— BEGIN —

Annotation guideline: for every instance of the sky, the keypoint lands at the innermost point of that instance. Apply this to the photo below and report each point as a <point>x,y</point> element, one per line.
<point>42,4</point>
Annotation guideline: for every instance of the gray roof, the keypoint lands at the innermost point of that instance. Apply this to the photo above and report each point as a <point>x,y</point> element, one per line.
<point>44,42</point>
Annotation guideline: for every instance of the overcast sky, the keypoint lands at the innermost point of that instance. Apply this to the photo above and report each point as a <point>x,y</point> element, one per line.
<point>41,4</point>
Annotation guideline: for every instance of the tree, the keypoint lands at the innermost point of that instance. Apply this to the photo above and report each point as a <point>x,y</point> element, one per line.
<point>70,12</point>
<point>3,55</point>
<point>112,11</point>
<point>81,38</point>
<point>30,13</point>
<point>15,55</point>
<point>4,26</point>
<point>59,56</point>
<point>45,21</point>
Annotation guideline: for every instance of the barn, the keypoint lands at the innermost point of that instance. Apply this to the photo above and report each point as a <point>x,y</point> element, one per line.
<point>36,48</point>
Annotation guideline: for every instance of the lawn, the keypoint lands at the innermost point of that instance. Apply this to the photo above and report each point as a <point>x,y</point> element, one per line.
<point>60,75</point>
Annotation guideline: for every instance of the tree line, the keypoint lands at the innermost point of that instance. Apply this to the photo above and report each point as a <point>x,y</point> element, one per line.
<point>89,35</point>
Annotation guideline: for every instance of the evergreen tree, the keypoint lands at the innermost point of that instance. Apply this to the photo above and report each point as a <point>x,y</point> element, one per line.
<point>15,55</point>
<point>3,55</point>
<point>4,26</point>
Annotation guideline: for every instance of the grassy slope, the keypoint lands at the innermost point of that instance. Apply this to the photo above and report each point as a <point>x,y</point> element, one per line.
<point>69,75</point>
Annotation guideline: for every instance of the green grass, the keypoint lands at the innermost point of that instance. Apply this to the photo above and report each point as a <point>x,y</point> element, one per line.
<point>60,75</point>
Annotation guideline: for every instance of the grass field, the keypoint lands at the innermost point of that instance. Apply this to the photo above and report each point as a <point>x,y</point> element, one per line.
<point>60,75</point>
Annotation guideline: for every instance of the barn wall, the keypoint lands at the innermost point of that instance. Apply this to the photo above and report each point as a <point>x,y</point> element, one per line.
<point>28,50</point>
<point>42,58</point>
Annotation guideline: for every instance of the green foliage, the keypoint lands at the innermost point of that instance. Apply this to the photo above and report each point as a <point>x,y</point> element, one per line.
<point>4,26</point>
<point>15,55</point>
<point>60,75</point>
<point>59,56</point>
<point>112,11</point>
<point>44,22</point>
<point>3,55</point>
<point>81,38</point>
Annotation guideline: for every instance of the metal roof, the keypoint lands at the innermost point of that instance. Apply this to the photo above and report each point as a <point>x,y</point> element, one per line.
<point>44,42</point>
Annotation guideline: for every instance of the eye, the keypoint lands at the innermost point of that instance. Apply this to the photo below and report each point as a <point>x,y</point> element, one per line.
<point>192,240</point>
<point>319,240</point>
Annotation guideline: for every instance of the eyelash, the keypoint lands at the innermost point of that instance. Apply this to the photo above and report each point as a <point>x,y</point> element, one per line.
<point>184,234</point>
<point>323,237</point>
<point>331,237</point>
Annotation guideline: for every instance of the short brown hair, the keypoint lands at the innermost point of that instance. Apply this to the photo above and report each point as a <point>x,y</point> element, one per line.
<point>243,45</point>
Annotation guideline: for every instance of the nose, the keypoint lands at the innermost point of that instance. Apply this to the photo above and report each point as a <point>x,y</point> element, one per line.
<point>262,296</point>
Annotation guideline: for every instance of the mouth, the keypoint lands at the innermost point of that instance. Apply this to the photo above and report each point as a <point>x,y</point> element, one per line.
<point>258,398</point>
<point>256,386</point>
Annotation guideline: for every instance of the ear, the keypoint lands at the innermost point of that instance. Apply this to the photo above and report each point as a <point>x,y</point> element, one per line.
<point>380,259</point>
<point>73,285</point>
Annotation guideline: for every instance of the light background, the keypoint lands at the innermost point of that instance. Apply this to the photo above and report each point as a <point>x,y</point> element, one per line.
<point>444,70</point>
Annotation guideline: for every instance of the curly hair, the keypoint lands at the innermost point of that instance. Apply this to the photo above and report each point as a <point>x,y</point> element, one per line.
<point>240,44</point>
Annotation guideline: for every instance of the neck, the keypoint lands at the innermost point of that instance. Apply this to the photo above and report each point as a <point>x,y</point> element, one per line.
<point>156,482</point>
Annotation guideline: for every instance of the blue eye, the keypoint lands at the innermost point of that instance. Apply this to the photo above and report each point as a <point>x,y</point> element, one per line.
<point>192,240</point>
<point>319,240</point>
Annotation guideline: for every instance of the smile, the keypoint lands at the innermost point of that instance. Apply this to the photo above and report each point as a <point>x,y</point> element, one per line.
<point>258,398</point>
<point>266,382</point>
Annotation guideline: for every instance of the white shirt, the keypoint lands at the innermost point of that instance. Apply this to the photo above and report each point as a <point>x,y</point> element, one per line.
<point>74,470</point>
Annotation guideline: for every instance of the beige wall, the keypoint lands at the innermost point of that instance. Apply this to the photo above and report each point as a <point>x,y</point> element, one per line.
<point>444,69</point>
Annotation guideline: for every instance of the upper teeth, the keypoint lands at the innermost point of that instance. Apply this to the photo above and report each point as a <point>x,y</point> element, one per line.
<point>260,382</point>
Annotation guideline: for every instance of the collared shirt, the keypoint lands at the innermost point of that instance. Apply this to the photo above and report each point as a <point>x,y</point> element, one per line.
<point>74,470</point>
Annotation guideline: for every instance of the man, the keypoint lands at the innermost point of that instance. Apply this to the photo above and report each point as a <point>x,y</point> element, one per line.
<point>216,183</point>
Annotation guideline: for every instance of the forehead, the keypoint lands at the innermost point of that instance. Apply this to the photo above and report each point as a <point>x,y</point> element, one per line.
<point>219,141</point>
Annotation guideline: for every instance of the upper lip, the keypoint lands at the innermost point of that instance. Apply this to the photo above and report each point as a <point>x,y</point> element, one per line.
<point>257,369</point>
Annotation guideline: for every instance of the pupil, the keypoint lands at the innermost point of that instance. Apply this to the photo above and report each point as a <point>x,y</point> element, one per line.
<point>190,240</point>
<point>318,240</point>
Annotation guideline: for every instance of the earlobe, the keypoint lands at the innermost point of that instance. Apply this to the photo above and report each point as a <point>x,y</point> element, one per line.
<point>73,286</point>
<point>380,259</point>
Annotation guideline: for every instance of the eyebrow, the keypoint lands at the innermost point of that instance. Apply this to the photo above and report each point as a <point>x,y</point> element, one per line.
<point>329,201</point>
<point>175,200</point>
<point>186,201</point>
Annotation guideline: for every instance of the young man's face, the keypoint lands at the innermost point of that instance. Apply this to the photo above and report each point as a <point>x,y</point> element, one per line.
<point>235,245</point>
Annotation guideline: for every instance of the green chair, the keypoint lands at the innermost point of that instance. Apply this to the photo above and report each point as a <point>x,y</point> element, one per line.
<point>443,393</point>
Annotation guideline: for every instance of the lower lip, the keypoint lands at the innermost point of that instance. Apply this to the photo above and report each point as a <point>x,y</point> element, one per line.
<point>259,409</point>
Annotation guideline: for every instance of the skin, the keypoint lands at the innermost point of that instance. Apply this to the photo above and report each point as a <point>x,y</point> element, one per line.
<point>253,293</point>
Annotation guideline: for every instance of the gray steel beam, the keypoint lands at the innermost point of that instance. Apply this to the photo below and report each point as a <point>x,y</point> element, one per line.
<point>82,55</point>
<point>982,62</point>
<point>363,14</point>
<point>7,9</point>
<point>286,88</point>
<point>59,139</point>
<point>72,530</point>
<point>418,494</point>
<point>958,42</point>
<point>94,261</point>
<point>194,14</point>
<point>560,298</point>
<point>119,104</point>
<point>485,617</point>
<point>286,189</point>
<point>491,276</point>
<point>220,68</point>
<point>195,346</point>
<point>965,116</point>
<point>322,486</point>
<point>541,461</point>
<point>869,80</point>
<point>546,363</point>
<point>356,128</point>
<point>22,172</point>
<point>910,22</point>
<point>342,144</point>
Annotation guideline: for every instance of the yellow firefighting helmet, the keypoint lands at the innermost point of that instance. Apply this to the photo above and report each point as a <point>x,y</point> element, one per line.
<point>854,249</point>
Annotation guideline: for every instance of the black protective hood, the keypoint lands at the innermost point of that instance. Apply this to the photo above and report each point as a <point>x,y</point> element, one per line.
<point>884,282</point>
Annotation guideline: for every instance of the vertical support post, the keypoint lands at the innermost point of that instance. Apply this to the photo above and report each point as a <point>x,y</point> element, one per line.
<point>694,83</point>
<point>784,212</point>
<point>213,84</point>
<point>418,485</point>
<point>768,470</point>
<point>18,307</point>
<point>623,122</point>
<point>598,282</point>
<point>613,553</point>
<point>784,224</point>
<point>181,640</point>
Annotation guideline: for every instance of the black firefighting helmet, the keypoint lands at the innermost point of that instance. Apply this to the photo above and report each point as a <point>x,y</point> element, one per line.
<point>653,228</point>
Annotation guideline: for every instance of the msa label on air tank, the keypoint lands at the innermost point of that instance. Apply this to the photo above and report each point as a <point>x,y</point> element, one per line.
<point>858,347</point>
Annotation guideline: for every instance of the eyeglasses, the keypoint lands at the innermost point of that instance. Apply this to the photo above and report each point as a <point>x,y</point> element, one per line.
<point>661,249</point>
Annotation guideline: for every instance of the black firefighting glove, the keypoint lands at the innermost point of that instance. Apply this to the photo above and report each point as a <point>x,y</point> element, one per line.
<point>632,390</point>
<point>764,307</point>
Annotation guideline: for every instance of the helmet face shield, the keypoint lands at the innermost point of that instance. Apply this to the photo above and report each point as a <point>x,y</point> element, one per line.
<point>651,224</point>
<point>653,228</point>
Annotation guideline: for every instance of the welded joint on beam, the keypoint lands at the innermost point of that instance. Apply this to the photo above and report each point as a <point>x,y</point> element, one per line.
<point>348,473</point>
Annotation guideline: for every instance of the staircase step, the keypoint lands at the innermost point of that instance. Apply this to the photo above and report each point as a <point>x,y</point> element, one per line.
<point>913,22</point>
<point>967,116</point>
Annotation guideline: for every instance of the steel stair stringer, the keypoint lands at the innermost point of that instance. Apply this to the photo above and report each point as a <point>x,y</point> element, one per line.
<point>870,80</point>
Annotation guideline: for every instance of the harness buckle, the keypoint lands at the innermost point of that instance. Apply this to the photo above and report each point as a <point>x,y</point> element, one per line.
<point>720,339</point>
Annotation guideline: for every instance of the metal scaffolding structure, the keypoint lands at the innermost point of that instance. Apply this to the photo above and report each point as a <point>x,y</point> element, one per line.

— END —

→ What you are asked to do:
Copy the entries verbatim, starting at the first line of the entries and ending at the line that contains "<point>42,4</point>".

→ Reply to the task:
Annotation guideline: for every instance of the sky, the keypoint lands at the innermost point of that instance. Apply this to the photo below and report each point as a <point>x,y</point> element, one per line.
<point>42,4</point>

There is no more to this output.